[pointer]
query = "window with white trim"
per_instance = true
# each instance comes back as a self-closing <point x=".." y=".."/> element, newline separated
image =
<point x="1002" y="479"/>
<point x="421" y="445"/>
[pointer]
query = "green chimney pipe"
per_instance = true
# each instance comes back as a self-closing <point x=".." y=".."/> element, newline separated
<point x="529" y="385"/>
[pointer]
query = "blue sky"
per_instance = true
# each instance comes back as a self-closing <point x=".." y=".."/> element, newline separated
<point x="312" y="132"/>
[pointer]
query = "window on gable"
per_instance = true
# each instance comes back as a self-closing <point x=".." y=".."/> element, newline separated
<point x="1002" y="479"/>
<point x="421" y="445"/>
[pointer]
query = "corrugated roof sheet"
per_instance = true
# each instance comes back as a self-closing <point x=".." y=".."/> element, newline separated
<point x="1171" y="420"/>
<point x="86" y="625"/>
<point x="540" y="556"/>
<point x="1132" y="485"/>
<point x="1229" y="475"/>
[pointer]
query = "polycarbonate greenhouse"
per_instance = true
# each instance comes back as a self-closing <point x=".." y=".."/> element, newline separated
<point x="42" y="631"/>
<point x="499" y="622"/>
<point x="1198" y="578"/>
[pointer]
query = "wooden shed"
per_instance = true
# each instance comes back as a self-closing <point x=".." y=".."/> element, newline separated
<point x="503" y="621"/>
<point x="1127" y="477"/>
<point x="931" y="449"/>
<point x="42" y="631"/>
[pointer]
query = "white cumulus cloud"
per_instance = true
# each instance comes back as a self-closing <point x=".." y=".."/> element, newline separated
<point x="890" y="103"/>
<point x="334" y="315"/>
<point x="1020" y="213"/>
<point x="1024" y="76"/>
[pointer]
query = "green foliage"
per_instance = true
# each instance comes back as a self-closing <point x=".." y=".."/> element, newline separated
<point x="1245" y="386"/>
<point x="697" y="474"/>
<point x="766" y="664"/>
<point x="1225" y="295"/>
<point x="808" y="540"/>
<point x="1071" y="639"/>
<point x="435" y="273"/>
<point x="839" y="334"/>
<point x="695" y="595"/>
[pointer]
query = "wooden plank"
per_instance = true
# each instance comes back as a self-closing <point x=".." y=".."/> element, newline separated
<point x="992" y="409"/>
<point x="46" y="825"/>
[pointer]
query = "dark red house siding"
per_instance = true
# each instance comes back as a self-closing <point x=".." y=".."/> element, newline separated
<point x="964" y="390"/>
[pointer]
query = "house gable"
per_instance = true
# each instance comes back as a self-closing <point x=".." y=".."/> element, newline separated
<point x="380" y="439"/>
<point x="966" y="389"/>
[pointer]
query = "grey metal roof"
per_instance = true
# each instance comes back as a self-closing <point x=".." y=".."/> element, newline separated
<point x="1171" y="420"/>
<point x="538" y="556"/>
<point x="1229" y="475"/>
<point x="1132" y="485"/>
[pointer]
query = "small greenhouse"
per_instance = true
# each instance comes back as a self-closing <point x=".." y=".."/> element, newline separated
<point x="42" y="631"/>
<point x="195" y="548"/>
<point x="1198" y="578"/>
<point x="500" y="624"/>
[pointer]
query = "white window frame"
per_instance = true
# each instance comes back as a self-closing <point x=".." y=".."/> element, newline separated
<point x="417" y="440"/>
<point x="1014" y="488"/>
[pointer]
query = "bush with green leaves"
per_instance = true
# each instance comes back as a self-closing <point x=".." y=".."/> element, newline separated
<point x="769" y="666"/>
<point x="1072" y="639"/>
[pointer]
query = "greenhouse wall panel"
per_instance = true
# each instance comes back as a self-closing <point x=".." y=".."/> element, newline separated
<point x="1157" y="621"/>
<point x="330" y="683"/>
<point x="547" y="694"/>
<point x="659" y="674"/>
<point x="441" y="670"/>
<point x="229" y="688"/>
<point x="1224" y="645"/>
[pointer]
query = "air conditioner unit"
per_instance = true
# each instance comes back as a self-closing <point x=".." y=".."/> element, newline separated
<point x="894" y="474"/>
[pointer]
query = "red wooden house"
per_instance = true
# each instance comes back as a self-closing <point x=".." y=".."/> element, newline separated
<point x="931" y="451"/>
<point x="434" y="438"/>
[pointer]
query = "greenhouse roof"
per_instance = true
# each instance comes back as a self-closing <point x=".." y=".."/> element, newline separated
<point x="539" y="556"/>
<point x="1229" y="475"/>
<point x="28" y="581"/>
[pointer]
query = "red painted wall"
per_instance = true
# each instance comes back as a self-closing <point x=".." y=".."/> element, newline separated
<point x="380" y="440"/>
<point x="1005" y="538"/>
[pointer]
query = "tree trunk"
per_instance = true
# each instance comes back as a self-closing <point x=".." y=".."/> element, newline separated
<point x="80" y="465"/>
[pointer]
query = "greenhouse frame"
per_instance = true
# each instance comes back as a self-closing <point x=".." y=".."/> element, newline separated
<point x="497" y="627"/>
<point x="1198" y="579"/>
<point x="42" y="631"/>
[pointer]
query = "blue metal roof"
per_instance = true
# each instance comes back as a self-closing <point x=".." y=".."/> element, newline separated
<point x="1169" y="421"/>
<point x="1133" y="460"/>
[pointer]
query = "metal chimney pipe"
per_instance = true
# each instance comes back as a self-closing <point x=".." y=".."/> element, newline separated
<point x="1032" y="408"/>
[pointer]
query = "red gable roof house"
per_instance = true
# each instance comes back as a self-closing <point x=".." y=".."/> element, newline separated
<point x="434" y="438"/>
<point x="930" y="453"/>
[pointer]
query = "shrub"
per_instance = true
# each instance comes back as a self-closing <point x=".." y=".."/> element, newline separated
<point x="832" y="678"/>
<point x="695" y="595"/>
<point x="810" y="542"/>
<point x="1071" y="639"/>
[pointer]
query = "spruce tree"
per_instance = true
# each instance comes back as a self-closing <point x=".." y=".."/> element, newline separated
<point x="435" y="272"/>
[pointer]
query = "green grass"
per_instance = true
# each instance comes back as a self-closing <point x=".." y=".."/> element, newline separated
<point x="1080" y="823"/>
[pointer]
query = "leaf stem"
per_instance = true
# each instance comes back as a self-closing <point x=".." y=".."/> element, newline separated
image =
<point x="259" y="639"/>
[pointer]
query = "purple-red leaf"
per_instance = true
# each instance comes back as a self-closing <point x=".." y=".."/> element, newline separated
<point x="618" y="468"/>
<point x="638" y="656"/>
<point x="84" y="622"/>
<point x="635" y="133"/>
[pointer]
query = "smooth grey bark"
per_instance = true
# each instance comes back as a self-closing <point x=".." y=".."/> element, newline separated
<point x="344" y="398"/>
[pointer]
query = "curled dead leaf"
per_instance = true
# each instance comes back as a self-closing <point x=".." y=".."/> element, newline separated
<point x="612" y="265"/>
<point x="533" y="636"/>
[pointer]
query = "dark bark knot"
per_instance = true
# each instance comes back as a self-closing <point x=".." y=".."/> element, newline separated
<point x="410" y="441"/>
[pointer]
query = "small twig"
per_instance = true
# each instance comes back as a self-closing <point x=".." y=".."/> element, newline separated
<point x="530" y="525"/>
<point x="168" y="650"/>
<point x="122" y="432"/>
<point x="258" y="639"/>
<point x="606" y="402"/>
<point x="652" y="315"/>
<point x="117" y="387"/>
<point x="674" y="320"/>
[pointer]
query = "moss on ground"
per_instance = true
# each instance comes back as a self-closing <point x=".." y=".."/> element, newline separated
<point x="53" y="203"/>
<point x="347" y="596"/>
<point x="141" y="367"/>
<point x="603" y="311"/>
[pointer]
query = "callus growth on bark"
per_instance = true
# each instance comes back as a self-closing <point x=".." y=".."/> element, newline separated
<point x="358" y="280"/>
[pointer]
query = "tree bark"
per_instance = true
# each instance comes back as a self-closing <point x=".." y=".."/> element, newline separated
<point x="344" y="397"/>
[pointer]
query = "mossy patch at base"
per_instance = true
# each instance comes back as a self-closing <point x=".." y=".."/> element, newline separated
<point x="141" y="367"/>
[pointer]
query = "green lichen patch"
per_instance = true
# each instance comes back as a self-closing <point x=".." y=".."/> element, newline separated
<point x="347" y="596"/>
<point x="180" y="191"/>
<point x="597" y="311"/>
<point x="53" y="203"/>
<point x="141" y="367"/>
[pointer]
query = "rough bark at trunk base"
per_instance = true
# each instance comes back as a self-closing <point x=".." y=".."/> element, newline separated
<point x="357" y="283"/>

+ + + +

> **What to do**:
Report every line of the items above that contains the word "with", treating case as significant.

> **Task answer**:
query = "window with white trim"
query = "bush with green leaves"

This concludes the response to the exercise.